Thursday, March 06, 2008

Timeo Danaos et dona ferentes

Last year at OSCON, I talked about the need for competitive utility computing markets. Without these markets, many of the benefits of SaaS ("software as a service") would be limited and adoption would be hampered because of fears over the risks.

To create such a market, you need "true portability" which I would define as comprising:-

  1. A number of providers of the same service.
  2. Portability of all data (including any meta-data) from one provider to another.
  3. Interpretation of all data (including any meta data) to be identical in the new provider.
  4. The switching from one provider to another to be a useable process.

To achieve all of this without those service providers surrendering strategic control of their business to a software vendor, you would need all the core technology to be open sourced.

This utility SaaS world would benefit business consumers and those whose expertise is in large scale service provision. However, it is an unpalatable world for any former provider of commonly used proprietary technology.

Palatable or not, commoditisation is fairly inevitable. For any ubiquitous technology to survive this change, the software vendor would have to do what should be impossible. The vendor would have to:-

  1. Persuade a number of companies to use the vendor's proprietary technology to create a competitive utility computing market.
  2. Persuade a huge number of customers to give up on internal systems and to lock themselves into this market and hence the vendor's technology.

EXTRACTED RECORDS:

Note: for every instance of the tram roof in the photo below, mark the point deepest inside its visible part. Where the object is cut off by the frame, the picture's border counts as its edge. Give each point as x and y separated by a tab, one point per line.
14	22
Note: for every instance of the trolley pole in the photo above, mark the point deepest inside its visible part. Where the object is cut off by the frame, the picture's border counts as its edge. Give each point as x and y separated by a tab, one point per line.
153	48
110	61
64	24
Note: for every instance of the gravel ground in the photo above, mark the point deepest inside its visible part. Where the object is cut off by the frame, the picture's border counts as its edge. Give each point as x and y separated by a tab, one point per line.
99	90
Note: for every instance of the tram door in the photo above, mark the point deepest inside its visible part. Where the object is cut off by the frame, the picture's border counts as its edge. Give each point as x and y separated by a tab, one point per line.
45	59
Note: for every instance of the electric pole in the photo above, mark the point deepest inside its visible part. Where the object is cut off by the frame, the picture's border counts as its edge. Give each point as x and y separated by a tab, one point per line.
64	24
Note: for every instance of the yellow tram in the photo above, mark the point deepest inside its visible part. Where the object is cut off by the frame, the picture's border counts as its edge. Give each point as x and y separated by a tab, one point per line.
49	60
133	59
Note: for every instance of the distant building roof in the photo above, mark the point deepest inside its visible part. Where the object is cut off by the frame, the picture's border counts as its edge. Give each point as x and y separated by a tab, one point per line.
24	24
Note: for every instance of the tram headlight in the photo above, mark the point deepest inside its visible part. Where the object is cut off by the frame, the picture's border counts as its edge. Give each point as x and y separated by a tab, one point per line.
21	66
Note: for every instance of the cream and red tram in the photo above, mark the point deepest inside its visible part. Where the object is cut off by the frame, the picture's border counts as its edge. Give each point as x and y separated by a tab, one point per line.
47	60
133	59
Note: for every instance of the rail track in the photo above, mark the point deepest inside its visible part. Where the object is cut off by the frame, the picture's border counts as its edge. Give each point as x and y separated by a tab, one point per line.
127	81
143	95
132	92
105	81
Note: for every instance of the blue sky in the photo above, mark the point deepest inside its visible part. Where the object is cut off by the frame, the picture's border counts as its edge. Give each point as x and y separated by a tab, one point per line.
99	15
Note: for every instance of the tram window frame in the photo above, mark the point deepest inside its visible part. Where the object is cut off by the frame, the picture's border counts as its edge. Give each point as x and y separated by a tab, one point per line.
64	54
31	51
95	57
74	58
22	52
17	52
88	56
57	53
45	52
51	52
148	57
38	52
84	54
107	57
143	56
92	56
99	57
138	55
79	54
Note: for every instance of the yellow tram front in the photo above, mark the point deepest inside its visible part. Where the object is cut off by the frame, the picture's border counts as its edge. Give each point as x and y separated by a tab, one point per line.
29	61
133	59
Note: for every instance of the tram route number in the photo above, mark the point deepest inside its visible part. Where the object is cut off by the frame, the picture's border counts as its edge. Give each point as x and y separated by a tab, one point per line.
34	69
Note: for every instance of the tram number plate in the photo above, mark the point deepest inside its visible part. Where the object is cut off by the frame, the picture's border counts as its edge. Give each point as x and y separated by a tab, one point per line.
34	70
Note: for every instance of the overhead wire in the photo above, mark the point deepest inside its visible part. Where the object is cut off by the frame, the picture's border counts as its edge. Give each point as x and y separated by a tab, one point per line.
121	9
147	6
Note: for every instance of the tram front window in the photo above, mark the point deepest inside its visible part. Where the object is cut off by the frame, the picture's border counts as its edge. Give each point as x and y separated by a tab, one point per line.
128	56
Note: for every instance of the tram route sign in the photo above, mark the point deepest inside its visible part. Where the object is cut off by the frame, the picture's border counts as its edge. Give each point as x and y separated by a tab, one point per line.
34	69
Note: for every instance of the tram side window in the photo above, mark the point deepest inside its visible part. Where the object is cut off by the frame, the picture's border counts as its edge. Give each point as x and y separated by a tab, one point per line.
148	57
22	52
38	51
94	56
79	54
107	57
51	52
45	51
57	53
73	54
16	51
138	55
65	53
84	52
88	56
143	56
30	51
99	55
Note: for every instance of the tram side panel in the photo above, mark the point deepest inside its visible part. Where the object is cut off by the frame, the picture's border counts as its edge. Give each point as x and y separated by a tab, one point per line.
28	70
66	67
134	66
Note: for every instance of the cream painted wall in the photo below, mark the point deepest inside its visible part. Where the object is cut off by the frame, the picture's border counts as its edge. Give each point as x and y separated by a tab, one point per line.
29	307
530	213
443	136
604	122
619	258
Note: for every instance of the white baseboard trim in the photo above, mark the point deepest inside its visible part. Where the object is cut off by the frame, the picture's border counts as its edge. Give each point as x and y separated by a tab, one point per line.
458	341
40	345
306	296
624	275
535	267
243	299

TASKS FOR THIS EXERCISE:
**a)** Using the blog post on utility computing markets, decide whether each statement agrees with it: (i) the author spoke at OSCON last year about the need for competitive utility computing markets; (ii) the utility SaaS world would be a welcome one for former providers of commonly used proprietary technology; (iii) commoditisation can probably be avoided. Answer yes or no for each and quote the words from the post that decide it.
**b)** According to the blog post on utility computing markets, what would need to be open sourced so that service providers could achieve true portability without surrendering strategic control of their business to a software vendor?
**c)** List every component that the blog post on utility computing markets gives in its definition of "true portability."

TASK SOLUTIONS:
**a)**
(i) Yes: "Last year at OSCON, I talked about the need for competitive utility computing markets."
(ii) No: "it is an unpalatable world for any former provider of commonly used proprietary technology."
(iii) No: "commoditisation is fairly inevitable."

**b)** All the core technology would need to be open sourced.

**c)**
1. A number of providers of the same service.
2. Portability of all data (including any meta-data) from one provider to another.
3. Interpretation of all data (including any meta data) to be identical in the new provider.
4. The switching from one provider to another to be a useable process.